▶ _Brief_
Render every entry exactly as it appears.

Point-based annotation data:
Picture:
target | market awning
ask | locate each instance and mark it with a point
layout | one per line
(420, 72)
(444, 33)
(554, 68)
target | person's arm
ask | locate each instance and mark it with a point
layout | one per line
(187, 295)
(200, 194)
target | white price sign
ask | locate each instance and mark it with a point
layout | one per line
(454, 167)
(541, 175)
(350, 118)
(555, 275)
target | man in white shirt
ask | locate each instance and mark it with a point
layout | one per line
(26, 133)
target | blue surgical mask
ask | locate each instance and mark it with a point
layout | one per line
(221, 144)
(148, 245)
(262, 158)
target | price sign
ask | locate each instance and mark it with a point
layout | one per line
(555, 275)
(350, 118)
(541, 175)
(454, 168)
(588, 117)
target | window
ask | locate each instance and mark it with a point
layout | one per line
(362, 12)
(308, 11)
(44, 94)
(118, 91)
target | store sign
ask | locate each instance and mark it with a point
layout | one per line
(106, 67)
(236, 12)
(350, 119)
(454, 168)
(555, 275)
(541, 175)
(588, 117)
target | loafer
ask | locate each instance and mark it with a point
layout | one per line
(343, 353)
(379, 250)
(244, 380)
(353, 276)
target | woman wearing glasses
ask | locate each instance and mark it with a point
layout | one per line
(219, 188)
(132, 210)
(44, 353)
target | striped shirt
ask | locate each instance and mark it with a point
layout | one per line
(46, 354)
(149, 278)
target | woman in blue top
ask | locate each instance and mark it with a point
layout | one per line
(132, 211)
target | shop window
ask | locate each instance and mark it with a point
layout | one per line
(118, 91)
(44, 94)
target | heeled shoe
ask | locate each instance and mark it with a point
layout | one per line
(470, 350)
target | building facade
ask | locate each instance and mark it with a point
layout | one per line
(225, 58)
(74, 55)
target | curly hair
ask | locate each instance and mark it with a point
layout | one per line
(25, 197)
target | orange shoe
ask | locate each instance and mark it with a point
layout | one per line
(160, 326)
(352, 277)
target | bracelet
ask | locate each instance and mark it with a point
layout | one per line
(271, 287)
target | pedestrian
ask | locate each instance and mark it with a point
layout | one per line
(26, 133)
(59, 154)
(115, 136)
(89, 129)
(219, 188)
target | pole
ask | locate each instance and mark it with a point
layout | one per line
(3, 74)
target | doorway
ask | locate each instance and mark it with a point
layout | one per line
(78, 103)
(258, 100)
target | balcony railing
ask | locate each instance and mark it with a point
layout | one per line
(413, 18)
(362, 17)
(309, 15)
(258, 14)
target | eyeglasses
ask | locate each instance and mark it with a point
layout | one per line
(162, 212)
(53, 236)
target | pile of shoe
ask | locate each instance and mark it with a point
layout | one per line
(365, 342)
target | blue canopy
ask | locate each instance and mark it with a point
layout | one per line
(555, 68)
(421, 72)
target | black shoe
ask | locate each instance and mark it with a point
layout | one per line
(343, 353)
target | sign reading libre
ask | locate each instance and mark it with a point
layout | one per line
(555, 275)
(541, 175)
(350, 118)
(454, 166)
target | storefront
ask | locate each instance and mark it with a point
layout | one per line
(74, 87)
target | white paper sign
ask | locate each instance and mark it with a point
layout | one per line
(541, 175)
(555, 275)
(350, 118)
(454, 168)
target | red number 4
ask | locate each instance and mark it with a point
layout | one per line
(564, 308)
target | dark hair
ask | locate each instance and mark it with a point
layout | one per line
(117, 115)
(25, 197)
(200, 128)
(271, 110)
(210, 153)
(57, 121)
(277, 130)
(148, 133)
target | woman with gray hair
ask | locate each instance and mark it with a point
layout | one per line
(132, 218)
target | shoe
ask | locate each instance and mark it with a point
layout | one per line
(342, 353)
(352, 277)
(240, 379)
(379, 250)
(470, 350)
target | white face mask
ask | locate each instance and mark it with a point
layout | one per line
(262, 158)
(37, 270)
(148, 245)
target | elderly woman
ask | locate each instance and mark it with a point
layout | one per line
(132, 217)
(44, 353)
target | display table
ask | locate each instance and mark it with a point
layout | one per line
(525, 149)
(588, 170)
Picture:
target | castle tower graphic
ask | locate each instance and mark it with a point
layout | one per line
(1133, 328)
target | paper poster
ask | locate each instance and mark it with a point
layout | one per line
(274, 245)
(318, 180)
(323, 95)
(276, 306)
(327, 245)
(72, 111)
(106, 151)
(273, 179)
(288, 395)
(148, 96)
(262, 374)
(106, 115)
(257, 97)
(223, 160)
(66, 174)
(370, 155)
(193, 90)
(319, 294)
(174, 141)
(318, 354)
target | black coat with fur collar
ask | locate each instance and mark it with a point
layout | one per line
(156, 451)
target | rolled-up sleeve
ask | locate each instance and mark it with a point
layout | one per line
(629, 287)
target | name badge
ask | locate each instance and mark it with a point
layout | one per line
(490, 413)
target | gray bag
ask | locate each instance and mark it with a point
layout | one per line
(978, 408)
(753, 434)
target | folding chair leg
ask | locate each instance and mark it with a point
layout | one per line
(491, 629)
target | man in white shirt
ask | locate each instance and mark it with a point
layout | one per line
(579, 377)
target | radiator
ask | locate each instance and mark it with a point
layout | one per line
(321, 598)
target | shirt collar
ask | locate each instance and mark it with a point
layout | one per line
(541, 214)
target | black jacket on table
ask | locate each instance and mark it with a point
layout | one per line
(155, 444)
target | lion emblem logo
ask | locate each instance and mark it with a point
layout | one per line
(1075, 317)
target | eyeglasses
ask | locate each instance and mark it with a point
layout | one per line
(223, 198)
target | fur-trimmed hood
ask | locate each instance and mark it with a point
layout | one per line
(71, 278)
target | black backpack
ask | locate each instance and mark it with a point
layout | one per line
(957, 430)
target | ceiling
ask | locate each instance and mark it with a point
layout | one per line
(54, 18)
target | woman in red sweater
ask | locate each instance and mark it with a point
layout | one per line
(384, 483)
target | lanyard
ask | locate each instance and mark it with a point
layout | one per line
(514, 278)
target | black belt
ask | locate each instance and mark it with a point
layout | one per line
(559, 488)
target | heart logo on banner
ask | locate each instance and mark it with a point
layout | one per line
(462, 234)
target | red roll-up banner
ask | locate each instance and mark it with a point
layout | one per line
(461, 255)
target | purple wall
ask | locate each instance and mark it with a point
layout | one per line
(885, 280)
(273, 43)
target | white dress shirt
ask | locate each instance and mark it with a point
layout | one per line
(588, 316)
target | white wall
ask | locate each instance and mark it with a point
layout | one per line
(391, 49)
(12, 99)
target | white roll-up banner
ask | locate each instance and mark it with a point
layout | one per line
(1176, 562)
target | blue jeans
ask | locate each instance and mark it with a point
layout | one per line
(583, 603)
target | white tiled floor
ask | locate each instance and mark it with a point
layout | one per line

▶ _Result below_
Picture:
target | market awning
ask | locate each instance and mark it with a point
layout | one per line
(420, 72)
(444, 33)
(554, 68)
target | person's arm
ask | locate each instance and mark it with a point
layout | one per line
(187, 295)
(200, 194)
target | white price sign
ask | locate each instance and mark it with a point
layout | one per line
(454, 167)
(541, 175)
(350, 118)
(555, 275)
target | man in white shirt
ask | locate each instance and mark it with a point
layout | one per line
(26, 133)
target | blue surgical mask
ask | locate each instance and mark it with a point
layout | one per line
(221, 144)
(148, 245)
(262, 158)
target | price sign
ask | locate each instance and mark it with a point
layout | one per line
(555, 275)
(350, 118)
(541, 175)
(454, 168)
(588, 117)
target | window
ask | locate each instance and mark it with a point
layout | one per line
(362, 12)
(308, 11)
(44, 94)
(118, 91)
target | store sign
ask | locate each instance and mark it with a point
layout | one per line
(106, 67)
(236, 12)
(350, 119)
(454, 168)
(555, 275)
(541, 175)
(588, 117)
target | loafer
ask | locate each instance and mark it with a point
layout | one per line
(343, 353)
(379, 250)
(244, 380)
(353, 276)
target | woman wearing glasses
ask | locate each instance and mark it with a point
layout | one per line
(219, 188)
(132, 210)
(44, 353)
target | striped shirt
ask | locate each instance and mark it with a point
layout | one per line
(46, 354)
(149, 278)
target | woman in blue top
ask | locate each instance and mark it with a point
layout | one per line
(132, 211)
target | shop window
ask | locate each instance and mark it with a point
layout | one per line
(118, 91)
(44, 94)
target | heeled shoe
ask | locate each instance and mark it with a point
layout | one per line
(470, 350)
target | building facade
ask | locate each instance and mark it with a point
layout | one per line
(225, 58)
(74, 55)
target | curly hair
ask | locate each instance and mark it with a point
layout | one per line
(25, 197)
target | orange shoe
ask | locate each instance and mark it with a point
layout | one per line
(160, 326)
(352, 277)
target | bracelet
ask | locate each instance and mark it with a point
layout | one per line
(271, 287)
target | pedestrian
ask | locate each instance and mark it with a point
layout | one per line
(26, 133)
(59, 154)
(115, 136)
(89, 129)
(219, 188)
target | pole
ask | locate each instance and mark it with a point
layout | one per line
(3, 74)
target | doorway
ask | locate each instance and mark it with a point
layout | one per line
(78, 103)
(258, 100)
target | balcony railing
ask | locate each instance and mark it with a point
layout | one per line
(413, 18)
(362, 17)
(309, 15)
(258, 14)
target | eyeglasses
ask | locate each instance and mark it with a point
layout | one per line
(162, 212)
(53, 236)
target | pile of shoe
ask | locate each instance and mark it with a point
layout | one per line
(365, 342)
target | blue canopy
ask | locate each instance and mark it with a point
layout | one per line
(555, 68)
(421, 72)
target | black shoe
ask | locate each instance and mark it with a point
layout | one per line
(343, 353)
target | sign reading libre
ask | locate each instance and mark it with a point
layout | one per line
(555, 275)
(541, 175)
(350, 118)
(454, 166)
target | storefront
ask | locate each instance and mark it with a point
layout | one per line
(74, 87)
target | white paper sign
ask | locate each instance and mark it with a point
layout | one per line
(541, 175)
(555, 275)
(350, 118)
(454, 168)
target | red number 4
ask | locate each instance and mark it with a point
layout | one per line
(564, 308)
target | dark hair
ask | locate each instance and mark it with a point
layout | one per line
(117, 115)
(25, 197)
(200, 128)
(271, 110)
(210, 153)
(57, 121)
(277, 130)
(148, 133)
target | woman with gray hair
ask | locate each instance and mark it with a point
layout | one per line
(132, 218)
target | shoe
ask | locate each instance and mark it with a point
layout | one per line
(342, 353)
(352, 277)
(240, 379)
(379, 250)
(470, 350)
target | white face mask
ask | locate each instance and mark it with a point
layout | one per line
(262, 158)
(37, 270)
(148, 245)
target | elderly woman
ask | locate each instance and mark it with a point
layout | one per line
(132, 217)
(44, 353)
target | display table
ask | locate each instance and mark it with a point
layout | one per line
(525, 149)
(588, 170)
Picture:
target | castle tower graphic
ask | locate each instance and mark it with a point
layout | one per line
(1133, 328)
target | paper poster
ask | locate each instance and mark it with a point
layout | one per line
(274, 245)
(318, 180)
(323, 95)
(276, 306)
(327, 245)
(72, 111)
(106, 151)
(273, 179)
(288, 395)
(148, 96)
(262, 374)
(106, 115)
(257, 97)
(223, 160)
(66, 174)
(370, 155)
(193, 90)
(319, 294)
(174, 141)
(318, 354)
target | black coat with fur collar
ask | locate each instance and mark it with a point
layout | one per line
(156, 451)
target | rolled-up sleeve
ask | locate each instance and mark it with a point
layout | one per line
(629, 287)
target | name badge
ask | locate each instance and mark it with a point
layout | one per line
(490, 413)
target | gray bag
ask | locate each instance and mark it with a point
layout | one per line
(978, 408)
(753, 434)
target | folding chair leg
ask | locate each instance and mark it with a point
layout | one per line
(491, 629)
target | man in white shirt
ask | locate each instance and mark it with a point
layout | one per line
(579, 377)
target | radiator
ask | locate each instance and mark it with a point
layout | one per line
(321, 598)
target | shirt collar
ask | locate each instance and mark it with a point
layout | one per line
(541, 214)
target | black jacket on table
ask | locate each instance and mark it with a point
layout | one per line
(155, 444)
target | lion emblem logo
ask | locate each instance and mark it with a point
layout | one per line
(1075, 317)
target | eyeglasses
ask | locate each instance and mark it with a point
layout | one per line
(223, 198)
target | fur-trimmed hood
ask | locate each instance and mark it with a point
layout | one per line
(71, 278)
target | black backpack
ask | locate each instance and mark it with a point
layout | one per line
(957, 430)
target | ceiling
ask | locate each instance and mark it with a point
layout | one per line
(54, 18)
target | woman in red sweater
ask | locate each instance and mark it with a point
layout | one per line
(384, 483)
target | lanyard
ask | locate each instance and mark it with a point
layout | one per line
(514, 278)
target | black belt
ask | locate each instance and mark it with a point
layout | one per line
(559, 488)
target | heart logo on banner
ask | locate each instance and mark it with a point
layout | one per line
(462, 234)
target | red roll-up banner
ask | locate each instance and mark it with a point
layout | one per line
(461, 255)
target | purple wall
ask | locate each instance and mark it with a point
layout | one per line
(885, 280)
(273, 43)
target | white dress shirt
ask | locate each instance and mark it with a point
layout | one per line
(588, 316)
target | white wall
ask | locate each instance and mark it with a point
layout | one per line
(391, 49)
(12, 99)
target | white roll-up banner
ask | locate each instance and mark it with a point
layout | one per line
(1176, 562)
target | blue jeans
ask | locate each instance and mark it with a point
layout | one per line
(583, 603)
target | white tiled floor
ask | locate each instance and mark it with a point
layout | one per line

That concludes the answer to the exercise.